# EXCERTO DO DOCUMENTO
---------------

R. Utilizei pessoas que tratam dos documentos necessários para viajar. Se não se for por terceiros, em Angola, não consegues atingir a meta. Pedi os vistos em Luanda, em junho de 2017, e demorou bastante, aí uns dois meses. Viajei com os meus filhos diretamente do aeroporto de Luanda para o de Paris, França, em setembro, dia 15 de 2017. A intenção era mesmo emigrar, vir para Portugal, até pela língua, mas depois pensei que com a crise, em Portugal, podia ser mais difícil, pedir asilo, legalizar-me, para trabalhar, e assim. Optei por França. Em França tentei no centro de emprego, primeiro, mas percebeu-se que sem documentos não podia fazer nada, pelo que pedi asilo, para tentar ficar, ter documentos, trabalhar. Depois, porque tinha o visto português, transferiram-me para Portugal. Estive na França aproximadamente uns oito meses até vir para cá no dia 12 de abril e no dia seguinte pedi asilo.
P. No seu pedido de visto disse que era Polícia Militar, porquê?

---------------

# DADOS BRUTOS

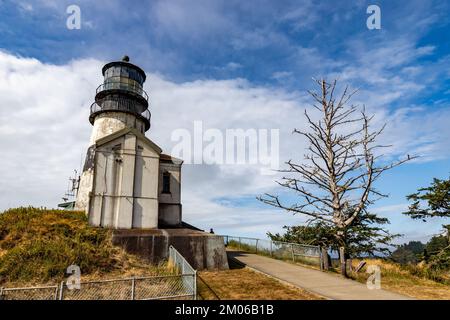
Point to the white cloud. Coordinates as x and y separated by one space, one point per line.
45 130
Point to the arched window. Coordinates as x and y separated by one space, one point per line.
166 182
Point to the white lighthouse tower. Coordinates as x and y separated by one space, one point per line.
129 185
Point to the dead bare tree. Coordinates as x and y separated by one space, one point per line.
335 183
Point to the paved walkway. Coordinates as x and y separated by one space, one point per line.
325 284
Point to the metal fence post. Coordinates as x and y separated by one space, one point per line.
195 285
133 286
292 250
61 289
320 258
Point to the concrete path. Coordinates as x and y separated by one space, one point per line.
328 285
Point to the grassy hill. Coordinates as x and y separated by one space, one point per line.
37 245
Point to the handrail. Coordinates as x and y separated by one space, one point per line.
95 107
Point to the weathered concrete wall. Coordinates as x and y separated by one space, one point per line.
170 203
169 215
104 125
110 122
202 250
174 196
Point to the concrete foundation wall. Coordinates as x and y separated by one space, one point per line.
202 250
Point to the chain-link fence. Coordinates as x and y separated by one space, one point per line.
180 285
296 252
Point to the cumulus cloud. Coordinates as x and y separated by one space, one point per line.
44 132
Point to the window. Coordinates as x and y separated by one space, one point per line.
166 182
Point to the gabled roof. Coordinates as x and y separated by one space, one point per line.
122 132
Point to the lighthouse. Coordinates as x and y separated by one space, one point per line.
127 182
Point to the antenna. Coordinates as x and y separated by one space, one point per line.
73 186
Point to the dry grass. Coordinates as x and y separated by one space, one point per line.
397 279
37 245
245 284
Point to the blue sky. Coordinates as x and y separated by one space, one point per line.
267 48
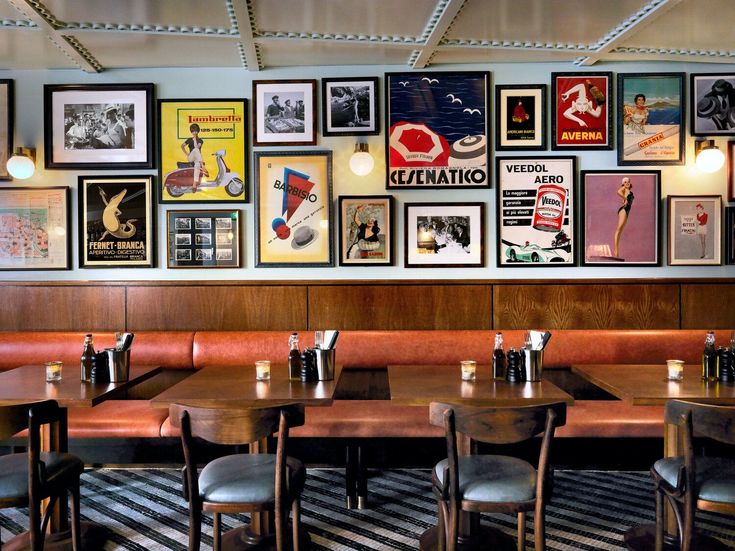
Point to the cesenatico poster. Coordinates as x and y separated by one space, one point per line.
536 211
437 130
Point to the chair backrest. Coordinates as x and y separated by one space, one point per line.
499 425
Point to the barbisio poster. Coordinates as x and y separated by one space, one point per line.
437 130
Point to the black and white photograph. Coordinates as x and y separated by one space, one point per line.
444 234
350 106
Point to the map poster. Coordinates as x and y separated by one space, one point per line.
116 222
535 224
437 133
34 228
293 208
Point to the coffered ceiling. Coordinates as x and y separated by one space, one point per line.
95 35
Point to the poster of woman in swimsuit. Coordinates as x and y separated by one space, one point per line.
437 133
620 217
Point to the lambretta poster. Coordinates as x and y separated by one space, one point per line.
437 130
115 214
535 211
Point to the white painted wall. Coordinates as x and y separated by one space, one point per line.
233 83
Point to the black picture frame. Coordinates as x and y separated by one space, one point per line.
95 146
117 225
521 129
350 106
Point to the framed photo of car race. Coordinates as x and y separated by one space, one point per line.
350 106
520 117
535 219
203 238
712 107
366 233
650 119
581 111
440 235
98 126
284 112
202 148
621 223
116 222
437 130
35 230
293 208
695 230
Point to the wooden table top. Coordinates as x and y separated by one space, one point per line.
419 385
28 384
229 386
646 385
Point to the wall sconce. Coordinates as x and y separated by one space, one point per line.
708 155
22 164
361 162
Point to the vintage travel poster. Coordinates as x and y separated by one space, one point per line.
201 149
536 211
580 114
437 130
116 222
293 208
651 119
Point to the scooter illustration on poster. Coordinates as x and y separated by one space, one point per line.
179 181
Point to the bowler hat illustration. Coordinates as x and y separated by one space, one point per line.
303 237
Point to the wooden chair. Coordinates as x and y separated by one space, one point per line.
241 482
493 483
692 482
29 477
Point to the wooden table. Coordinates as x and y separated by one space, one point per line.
228 386
647 385
419 385
28 384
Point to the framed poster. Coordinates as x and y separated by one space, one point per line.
350 106
34 228
730 235
713 104
202 147
98 126
695 230
439 235
651 119
7 102
293 208
203 238
366 233
520 117
620 217
116 222
535 220
438 128
581 111
284 112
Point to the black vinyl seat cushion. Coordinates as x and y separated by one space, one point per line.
715 476
14 471
247 478
492 478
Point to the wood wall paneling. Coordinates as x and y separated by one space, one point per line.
77 308
594 306
708 306
216 308
396 307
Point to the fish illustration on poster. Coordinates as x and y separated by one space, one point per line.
437 130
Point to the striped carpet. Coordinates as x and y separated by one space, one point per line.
590 510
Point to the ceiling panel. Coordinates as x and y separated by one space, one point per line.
205 13
368 17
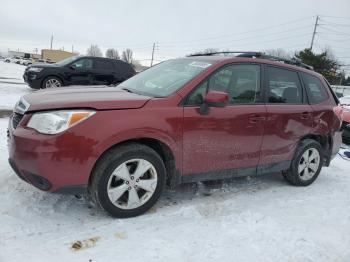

---------------

# TAREFA A REALIZAR
Segundo o excerto, em que data foi feita a viagem do aeroporto de Luanda para o de Paris? As linhas não têm qualquer papel neste exercício.

# RESULTADO DO EXERCÍCIO
A 15 de setembro de 2017.